■ Goal:
Identify the line that contains "Each instance receives one keypoint. Mark the green" in the material. Output it and every line after it, unchanged, through the end.

■ Record extracts:
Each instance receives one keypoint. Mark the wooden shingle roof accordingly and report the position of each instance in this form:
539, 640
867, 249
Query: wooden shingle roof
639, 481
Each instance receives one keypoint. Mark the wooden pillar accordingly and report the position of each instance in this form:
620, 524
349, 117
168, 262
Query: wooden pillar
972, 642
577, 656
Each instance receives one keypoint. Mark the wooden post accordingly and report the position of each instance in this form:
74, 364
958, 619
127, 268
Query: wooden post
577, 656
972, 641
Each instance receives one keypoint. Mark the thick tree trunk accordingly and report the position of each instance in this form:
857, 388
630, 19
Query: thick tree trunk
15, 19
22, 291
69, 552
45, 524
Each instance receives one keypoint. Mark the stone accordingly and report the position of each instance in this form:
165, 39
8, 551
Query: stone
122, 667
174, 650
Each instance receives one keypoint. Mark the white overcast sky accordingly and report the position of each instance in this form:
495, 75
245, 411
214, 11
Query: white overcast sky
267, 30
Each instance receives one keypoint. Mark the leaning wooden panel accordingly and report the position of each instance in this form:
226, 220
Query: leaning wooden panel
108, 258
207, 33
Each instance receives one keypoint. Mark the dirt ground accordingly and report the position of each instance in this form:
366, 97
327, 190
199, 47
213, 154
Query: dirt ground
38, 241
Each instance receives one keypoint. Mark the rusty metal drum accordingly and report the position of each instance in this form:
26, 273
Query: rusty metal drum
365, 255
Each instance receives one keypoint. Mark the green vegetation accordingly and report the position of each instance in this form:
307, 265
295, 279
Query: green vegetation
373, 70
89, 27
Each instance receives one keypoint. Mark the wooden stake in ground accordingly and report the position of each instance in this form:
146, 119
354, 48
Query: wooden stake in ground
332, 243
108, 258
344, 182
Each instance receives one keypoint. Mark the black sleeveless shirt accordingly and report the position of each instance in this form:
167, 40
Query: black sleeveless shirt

■ Problem solution:
Each instance receives one keypoint. Mark the green vegetation accordingly and report the position of each instance in this form:
307, 265
295, 279
Query: green vegetation
373, 70
89, 27
Each instance receives one keypoint. Mark the wooden stake in ground accordingly and report the position of each instance in this form:
146, 119
354, 48
Query: wooden stake in ground
332, 243
108, 258
344, 182
Each instance receives one keypoint. Mark the black sleeveless shirt accordingly and report the position of each instance in this form:
167, 40
Query: black sleeveless shirt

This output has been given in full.